- **YOUR GOAL**: Copy the data below line for line, changing nothing.

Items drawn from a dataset
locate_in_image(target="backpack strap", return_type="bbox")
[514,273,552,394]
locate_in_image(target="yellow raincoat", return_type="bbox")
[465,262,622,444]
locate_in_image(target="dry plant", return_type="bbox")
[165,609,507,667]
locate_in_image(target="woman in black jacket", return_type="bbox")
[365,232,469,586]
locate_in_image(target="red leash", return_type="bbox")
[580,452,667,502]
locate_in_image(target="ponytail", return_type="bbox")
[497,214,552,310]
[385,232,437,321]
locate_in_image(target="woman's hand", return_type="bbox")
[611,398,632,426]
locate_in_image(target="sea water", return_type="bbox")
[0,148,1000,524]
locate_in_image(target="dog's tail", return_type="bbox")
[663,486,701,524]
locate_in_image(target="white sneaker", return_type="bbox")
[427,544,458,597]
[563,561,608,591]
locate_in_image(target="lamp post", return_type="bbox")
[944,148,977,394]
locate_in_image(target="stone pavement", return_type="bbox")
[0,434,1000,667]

- **SOLVED EXERCISE**:
locate_in_image(target="backpack strap", return_type="bbox")
[514,273,552,394]
locate_in_image(target="yellow raincoat", return_type="bbox")
[465,262,622,444]
locate_in_image(target="dry plant", return_type="bbox")
[165,609,507,667]
locate_in_image(target="woman in black jacket", return_type="bbox")
[365,232,469,586]
locate_in_image(target="red leash", return_type="bbox")
[580,452,667,502]
locate_in_image(target="ponytail", return_type="bbox")
[497,214,552,310]
[385,232,437,321]
locate_in_image(target="woman's hand", return_type="bbox")
[611,398,632,426]
locate_in_image(target="sea water", return_type="bbox")
[0,148,1000,524]
locate_in_image(target="dog's tail", return_type="bbox")
[663,486,701,524]
locate_in_image(target="white sneaker", return_type="bbox")
[427,544,458,597]
[563,561,608,591]
locate_in_image(target="lamp post", return_type="bbox")
[944,148,977,394]
locate_in_image(target="stone pavement", return_type="bbox")
[0,434,1000,667]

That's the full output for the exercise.